● **TASK TO CARRY OUT**:
The records below must be repeated exactly, but without their pictures.

● **TASK INPUT**:
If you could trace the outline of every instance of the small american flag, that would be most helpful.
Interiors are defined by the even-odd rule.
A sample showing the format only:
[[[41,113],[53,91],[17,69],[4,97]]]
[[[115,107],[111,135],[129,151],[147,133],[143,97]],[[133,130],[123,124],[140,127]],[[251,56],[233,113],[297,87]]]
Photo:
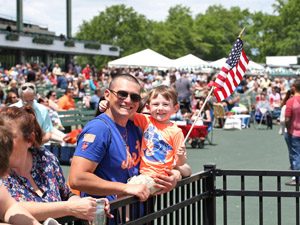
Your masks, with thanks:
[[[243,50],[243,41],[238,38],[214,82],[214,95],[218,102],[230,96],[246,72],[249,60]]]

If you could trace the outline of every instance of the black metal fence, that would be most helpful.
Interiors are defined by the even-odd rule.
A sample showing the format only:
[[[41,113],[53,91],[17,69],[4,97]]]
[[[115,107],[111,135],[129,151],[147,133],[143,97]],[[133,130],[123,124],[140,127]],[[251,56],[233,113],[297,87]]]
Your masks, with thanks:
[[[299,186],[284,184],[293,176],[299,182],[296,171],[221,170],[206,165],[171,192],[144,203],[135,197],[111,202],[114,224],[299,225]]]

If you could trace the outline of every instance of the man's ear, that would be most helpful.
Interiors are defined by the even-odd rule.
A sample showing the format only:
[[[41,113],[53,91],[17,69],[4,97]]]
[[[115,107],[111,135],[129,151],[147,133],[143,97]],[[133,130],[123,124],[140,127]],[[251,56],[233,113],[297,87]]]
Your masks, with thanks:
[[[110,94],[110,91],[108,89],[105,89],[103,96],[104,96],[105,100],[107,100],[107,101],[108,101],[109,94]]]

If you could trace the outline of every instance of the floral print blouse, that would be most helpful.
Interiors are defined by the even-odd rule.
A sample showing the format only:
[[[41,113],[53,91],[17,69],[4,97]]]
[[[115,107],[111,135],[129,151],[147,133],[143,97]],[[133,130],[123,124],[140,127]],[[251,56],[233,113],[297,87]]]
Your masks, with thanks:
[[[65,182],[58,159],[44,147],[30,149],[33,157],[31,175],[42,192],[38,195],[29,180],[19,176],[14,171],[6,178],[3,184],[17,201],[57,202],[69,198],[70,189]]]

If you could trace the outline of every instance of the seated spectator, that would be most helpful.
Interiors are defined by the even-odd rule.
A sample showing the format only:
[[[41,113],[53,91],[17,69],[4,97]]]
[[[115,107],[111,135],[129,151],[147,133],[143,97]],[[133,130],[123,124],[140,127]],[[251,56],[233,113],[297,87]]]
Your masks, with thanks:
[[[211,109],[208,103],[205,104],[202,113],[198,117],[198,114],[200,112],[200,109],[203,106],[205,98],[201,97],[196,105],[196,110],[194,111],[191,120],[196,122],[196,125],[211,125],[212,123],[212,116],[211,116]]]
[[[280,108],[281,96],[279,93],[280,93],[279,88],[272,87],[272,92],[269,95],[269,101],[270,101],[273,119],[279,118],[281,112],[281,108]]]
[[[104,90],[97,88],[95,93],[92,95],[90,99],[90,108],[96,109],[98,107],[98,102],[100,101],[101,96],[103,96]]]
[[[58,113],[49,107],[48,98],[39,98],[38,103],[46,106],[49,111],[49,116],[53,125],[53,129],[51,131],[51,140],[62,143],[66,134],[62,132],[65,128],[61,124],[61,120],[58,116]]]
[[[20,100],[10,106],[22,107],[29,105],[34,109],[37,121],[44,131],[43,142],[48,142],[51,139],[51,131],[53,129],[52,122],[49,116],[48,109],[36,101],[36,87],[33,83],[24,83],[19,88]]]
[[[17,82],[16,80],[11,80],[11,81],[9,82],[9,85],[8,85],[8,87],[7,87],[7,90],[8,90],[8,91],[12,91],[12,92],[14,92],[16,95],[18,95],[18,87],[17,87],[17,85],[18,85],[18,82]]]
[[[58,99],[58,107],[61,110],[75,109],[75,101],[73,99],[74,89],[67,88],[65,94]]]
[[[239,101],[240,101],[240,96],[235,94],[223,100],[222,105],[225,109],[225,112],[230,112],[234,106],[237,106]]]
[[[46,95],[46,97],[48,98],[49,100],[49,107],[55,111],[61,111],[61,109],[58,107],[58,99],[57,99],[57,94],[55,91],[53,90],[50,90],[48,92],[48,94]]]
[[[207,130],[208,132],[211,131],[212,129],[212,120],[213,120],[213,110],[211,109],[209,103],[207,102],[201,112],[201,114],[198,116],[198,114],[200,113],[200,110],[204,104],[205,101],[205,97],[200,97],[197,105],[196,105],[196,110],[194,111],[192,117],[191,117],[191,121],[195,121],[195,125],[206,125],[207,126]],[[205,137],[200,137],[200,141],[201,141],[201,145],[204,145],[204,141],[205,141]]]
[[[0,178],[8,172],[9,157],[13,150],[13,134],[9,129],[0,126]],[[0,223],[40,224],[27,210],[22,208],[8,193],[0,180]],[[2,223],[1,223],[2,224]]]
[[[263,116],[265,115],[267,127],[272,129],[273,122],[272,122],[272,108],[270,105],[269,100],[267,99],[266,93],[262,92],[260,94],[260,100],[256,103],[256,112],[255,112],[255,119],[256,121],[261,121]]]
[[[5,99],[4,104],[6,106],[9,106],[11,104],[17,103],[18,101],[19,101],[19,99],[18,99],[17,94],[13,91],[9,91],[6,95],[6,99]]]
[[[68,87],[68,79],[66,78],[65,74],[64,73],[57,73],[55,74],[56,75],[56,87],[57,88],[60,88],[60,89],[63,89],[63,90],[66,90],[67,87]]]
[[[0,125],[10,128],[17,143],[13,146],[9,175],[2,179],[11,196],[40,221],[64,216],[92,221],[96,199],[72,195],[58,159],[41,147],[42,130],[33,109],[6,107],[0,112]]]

● **RESPONSE BELOW**:
If you could trace the outline of every instance of the small american flag, that would be most helpful.
Interiors are defined by the even-odd rule.
A sample showing the format only:
[[[41,113],[53,91],[17,69],[4,97]]]
[[[115,107],[111,135],[129,151],[147,133],[143,97]],[[133,130],[123,124],[140,127]],[[251,56],[233,113],[297,87]]]
Photo:
Your masks, with thanks:
[[[243,50],[243,41],[238,38],[214,82],[214,95],[218,102],[230,96],[246,72],[249,60]]]

If you could trace the outline of every instance of the black metal fence, that would be most helpful.
Interiors are defined by the even-odd rule.
A sample showing the format only:
[[[41,113],[53,91],[17,69],[4,97]]]
[[[115,107],[111,135],[129,151],[147,133],[143,97]],[[133,130],[123,124],[140,127]],[[251,56],[233,113],[297,87]]]
Your masks, with thanks:
[[[299,186],[284,184],[293,176],[299,182],[296,171],[221,170],[206,165],[171,192],[144,203],[135,197],[111,202],[114,224],[299,225]]]

If you could trace the outline of every instance of the man's ear, that would be most helpful.
Interiors are defined by the even-odd rule.
A sample showing the format only:
[[[41,113],[53,91],[17,69],[4,97]]]
[[[115,107],[111,135],[129,151],[147,133],[143,97]],[[133,130],[123,124],[140,127]],[[251,56],[233,113],[297,87]]]
Your masks, with thanks:
[[[110,94],[110,91],[108,89],[105,89],[103,96],[104,96],[105,100],[107,100],[107,101],[108,101],[109,94]]]

If you could trace the outline of every instance of the floral print blouse, that would be most helpful.
Interiors are defined by the even-odd rule.
A sample showing the format only:
[[[41,113],[53,91],[17,69],[4,97]]]
[[[115,107],[111,135],[129,151],[147,133],[143,97]],[[133,130],[123,124],[140,127]],[[251,56],[233,113],[297,87]]]
Your masks, with thanks:
[[[65,182],[58,159],[44,147],[30,149],[33,157],[31,175],[42,192],[38,195],[29,180],[19,176],[14,171],[6,178],[3,184],[17,201],[57,202],[69,198],[70,189]]]

If you could trace the outline of every instance of the seated spectator, that would be most helpful.
Interiors are defined by the even-odd rule.
A sample showing the format only:
[[[41,113],[53,91],[17,69],[4,97]]]
[[[115,107],[111,135],[129,151],[147,133],[143,97]],[[133,130],[123,124],[140,127]],[[251,56],[233,113],[297,87]]]
Your masks, with thanks:
[[[211,109],[208,103],[205,104],[202,113],[198,117],[198,114],[200,112],[200,109],[203,106],[205,98],[201,97],[196,105],[196,110],[194,111],[191,120],[196,122],[196,125],[211,125],[212,123],[212,116],[211,116]]]
[[[280,108],[281,96],[279,93],[280,93],[279,88],[272,87],[272,92],[269,95],[269,101],[270,101],[273,119],[279,118],[281,112],[281,108]]]
[[[104,90],[97,88],[95,93],[92,95],[90,99],[90,108],[96,109],[98,107],[98,102],[100,101],[101,96],[103,96]]]
[[[58,113],[49,107],[48,98],[39,98],[38,103],[46,106],[49,111],[49,116],[53,125],[53,129],[51,131],[51,140],[62,143],[66,134],[62,132],[65,128],[61,124],[61,120],[58,116]]]
[[[20,100],[10,106],[22,107],[29,105],[34,109],[37,121],[44,131],[43,142],[48,142],[51,139],[51,131],[53,129],[52,122],[49,116],[48,109],[36,101],[36,87],[33,83],[24,83],[19,88]]]
[[[17,82],[16,80],[11,80],[11,81],[9,82],[9,85],[8,85],[8,87],[7,87],[7,90],[8,90],[8,91],[12,91],[12,92],[14,92],[16,95],[18,95],[18,87],[17,87],[17,85],[18,85],[18,82]]]
[[[58,99],[58,107],[61,110],[75,109],[75,101],[73,99],[74,89],[67,88],[65,94]]]
[[[239,101],[240,101],[240,96],[235,94],[223,100],[222,105],[225,109],[225,112],[230,112],[234,106],[237,106]]]
[[[46,95],[46,97],[48,98],[49,100],[49,107],[55,111],[61,111],[61,109],[58,107],[58,99],[57,99],[57,94],[55,91],[53,90],[50,90],[48,92],[48,94]]]
[[[207,130],[208,132],[211,131],[212,129],[212,120],[213,120],[213,110],[211,109],[209,103],[207,102],[201,112],[201,114],[198,116],[198,114],[200,113],[200,110],[204,104],[205,101],[205,97],[200,97],[197,105],[196,105],[196,110],[194,111],[192,117],[191,117],[191,121],[195,121],[195,125],[206,125],[207,126]],[[205,137],[200,137],[200,141],[201,141],[201,145],[204,145],[204,141],[205,141]]]
[[[0,178],[8,172],[9,157],[13,150],[13,134],[9,129],[0,126]],[[0,223],[40,224],[27,210],[22,208],[8,193],[0,180]],[[2,223],[1,223],[2,224]]]
[[[263,116],[265,115],[267,127],[272,129],[273,122],[272,122],[272,108],[270,105],[269,100],[267,99],[266,93],[262,92],[260,94],[260,100],[256,103],[256,112],[255,112],[255,119],[256,121],[261,121]]]
[[[5,99],[4,104],[6,106],[9,106],[11,104],[17,103],[18,101],[19,101],[19,99],[18,99],[17,94],[13,91],[9,91],[6,95],[6,99]]]
[[[68,87],[68,79],[66,78],[65,74],[64,73],[57,73],[55,74],[56,75],[56,87],[57,88],[60,88],[60,89],[63,89],[63,90],[66,90],[67,87]]]
[[[0,125],[10,128],[17,143],[13,146],[9,175],[2,179],[11,196],[40,221],[64,216],[92,221],[96,199],[72,195],[58,159],[41,147],[42,130],[33,109],[6,107],[0,112]]]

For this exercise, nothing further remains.